*Set problem*: Copy everything from the start of the data down to the line containing "[379,103,656,377]", including both ends.

*Record set*:
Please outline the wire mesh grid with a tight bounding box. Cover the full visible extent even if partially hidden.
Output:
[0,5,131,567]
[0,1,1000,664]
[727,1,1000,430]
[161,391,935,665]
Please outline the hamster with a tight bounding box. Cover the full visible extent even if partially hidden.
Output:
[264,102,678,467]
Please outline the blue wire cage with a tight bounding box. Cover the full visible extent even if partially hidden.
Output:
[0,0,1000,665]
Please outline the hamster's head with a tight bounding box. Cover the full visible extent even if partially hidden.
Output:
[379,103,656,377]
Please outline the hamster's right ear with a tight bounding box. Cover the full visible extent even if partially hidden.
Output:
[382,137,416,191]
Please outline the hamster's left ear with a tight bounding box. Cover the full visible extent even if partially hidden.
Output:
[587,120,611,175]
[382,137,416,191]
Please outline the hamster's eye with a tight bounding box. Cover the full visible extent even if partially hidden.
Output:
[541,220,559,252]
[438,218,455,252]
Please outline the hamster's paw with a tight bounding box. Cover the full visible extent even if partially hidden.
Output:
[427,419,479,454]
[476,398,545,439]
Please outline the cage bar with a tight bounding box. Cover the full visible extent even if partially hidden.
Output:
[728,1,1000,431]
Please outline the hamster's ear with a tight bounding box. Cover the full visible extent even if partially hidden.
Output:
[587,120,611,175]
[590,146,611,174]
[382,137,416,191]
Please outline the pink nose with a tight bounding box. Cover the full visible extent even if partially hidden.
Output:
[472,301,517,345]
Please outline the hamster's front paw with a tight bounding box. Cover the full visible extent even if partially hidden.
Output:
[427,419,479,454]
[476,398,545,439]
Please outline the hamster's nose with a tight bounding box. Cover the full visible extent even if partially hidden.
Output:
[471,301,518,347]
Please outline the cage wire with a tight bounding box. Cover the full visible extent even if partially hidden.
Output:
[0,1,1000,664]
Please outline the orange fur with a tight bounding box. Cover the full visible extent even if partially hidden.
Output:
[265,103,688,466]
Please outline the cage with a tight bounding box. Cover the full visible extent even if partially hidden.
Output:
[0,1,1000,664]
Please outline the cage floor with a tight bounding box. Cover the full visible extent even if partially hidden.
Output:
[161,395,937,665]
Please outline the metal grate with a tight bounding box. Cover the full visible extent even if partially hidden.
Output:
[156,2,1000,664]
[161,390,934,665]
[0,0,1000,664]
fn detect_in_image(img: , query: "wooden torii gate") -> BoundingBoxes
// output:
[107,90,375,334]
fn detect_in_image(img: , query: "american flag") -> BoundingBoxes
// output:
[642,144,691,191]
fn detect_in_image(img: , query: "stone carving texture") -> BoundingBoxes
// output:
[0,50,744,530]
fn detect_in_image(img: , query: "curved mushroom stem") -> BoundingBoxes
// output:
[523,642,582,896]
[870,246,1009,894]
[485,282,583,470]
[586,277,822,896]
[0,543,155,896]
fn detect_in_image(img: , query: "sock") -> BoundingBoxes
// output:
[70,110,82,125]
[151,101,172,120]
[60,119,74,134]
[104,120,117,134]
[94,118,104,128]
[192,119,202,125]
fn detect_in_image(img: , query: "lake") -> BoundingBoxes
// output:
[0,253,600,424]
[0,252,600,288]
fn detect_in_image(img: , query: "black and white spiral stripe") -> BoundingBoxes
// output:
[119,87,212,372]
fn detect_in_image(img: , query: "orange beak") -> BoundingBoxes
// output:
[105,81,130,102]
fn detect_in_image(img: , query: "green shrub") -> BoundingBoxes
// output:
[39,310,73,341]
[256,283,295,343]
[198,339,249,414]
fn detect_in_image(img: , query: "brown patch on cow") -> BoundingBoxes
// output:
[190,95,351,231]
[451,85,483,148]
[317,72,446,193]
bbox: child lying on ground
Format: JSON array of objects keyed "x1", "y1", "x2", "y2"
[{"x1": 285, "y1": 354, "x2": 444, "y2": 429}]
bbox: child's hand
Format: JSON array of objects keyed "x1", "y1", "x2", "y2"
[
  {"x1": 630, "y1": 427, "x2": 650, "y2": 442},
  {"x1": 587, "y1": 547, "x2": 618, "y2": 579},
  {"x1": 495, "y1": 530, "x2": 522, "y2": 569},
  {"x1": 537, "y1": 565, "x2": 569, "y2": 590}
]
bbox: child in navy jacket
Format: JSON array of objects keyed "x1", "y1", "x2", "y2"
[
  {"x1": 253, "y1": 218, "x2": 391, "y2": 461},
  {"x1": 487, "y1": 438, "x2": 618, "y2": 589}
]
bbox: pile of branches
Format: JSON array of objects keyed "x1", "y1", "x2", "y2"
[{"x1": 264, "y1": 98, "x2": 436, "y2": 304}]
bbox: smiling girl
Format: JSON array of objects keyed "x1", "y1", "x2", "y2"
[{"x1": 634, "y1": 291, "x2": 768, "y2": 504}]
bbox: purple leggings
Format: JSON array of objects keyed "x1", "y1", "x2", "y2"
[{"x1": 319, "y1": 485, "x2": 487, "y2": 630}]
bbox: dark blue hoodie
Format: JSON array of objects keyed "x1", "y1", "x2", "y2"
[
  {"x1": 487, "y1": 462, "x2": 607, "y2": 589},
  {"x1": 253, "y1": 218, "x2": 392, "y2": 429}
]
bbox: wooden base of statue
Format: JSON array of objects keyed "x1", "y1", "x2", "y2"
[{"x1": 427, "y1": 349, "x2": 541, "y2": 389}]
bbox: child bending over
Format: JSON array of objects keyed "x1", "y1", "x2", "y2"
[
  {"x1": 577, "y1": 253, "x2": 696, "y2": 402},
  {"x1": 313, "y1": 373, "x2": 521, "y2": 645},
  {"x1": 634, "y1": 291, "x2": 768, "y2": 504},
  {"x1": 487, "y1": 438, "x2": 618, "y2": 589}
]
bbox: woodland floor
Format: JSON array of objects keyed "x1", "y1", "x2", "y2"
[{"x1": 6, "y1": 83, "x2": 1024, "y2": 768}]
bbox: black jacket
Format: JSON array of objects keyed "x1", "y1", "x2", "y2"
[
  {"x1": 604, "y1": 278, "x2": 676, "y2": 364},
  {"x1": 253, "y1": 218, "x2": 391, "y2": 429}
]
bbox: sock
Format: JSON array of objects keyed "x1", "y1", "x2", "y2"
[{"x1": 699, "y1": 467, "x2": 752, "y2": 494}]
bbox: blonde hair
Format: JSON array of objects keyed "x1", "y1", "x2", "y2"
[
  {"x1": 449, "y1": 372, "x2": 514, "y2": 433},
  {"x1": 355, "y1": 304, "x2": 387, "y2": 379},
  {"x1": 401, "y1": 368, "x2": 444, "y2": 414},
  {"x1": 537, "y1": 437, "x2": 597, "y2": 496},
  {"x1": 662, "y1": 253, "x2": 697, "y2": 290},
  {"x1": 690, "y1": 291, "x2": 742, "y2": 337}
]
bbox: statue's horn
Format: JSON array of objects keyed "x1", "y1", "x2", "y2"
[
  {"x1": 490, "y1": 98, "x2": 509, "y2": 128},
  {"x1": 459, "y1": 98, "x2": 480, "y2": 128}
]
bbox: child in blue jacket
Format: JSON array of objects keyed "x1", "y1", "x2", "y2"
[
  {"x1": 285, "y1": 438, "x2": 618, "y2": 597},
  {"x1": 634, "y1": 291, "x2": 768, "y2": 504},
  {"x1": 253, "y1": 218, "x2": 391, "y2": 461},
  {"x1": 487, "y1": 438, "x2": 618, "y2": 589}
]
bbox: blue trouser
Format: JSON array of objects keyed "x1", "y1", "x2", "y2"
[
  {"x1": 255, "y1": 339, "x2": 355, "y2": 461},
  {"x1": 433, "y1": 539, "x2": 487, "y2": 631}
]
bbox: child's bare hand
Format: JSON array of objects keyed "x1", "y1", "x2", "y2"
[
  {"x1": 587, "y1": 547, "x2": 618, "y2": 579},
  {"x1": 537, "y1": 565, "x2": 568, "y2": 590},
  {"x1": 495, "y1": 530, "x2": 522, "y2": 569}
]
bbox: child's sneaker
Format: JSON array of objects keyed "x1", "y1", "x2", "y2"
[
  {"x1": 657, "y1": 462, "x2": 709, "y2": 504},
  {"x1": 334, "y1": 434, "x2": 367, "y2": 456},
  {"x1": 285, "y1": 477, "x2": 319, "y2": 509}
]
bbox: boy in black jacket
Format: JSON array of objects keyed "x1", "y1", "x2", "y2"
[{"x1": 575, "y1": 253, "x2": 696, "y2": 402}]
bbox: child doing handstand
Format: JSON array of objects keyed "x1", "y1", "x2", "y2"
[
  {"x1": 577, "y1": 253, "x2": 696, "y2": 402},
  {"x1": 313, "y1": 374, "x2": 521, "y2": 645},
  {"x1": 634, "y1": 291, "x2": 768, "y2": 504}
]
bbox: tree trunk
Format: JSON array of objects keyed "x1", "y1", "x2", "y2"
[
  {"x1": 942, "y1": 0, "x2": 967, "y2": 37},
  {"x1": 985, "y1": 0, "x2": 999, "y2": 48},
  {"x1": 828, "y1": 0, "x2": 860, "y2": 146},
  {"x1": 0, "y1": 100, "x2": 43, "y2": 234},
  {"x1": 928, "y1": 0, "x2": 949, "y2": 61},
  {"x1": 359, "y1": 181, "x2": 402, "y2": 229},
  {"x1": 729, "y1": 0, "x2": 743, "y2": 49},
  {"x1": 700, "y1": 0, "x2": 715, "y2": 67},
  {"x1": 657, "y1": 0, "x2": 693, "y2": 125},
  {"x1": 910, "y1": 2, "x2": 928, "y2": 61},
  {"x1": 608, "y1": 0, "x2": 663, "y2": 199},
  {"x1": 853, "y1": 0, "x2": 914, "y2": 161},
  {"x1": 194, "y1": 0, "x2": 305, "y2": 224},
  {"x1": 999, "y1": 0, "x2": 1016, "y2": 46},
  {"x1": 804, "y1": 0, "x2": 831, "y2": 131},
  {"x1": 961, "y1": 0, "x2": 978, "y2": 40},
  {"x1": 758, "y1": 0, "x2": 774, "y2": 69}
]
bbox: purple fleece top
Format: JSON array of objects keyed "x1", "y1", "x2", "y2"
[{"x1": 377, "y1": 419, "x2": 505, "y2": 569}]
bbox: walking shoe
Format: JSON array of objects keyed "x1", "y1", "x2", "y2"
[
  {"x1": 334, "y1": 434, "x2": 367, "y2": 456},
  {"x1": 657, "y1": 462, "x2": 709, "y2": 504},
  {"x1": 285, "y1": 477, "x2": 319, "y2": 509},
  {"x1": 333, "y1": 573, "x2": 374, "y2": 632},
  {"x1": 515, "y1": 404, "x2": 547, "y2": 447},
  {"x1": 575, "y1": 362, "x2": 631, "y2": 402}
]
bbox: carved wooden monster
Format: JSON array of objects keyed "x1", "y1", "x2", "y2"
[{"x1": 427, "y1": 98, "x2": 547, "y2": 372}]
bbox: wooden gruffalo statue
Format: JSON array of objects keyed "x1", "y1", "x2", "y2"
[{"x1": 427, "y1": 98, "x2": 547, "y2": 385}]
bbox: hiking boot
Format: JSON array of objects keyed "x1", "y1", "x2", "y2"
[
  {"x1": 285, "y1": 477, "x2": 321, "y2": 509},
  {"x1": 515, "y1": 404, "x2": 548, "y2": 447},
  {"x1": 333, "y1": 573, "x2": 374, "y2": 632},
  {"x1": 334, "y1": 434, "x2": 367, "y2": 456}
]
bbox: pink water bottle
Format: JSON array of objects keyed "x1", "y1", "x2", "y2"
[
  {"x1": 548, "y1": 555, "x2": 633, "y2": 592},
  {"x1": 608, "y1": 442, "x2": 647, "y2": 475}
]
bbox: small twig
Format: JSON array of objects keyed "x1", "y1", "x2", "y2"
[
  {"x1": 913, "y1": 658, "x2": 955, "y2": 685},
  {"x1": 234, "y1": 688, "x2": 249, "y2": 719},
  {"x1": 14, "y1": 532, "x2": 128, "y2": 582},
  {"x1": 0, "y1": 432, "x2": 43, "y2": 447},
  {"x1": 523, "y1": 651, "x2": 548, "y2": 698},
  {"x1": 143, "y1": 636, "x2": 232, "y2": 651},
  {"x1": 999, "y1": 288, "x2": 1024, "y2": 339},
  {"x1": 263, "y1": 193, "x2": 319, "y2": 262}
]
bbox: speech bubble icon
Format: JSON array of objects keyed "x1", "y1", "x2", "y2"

*Result below*:
Please outline the wire mesh grid with a tight bounding box. Cover the full visible extent even if partially hidden.
Output:
[0,5,131,567]
[0,1,1000,664]
[727,1,1000,430]
[161,391,935,665]
Please outline the hamster with a tight bounding box. Cover the full visible extent even if partially hidden.
Output:
[264,102,678,467]
Please outline the blue wire cage with a tight bounding box. Cover the full visible extent even if partially hidden.
Output:
[0,0,1000,665]
Please outline the hamster's head with a tight bounding box. Cover the full visible extent even if partially hidden.
Output:
[379,103,656,377]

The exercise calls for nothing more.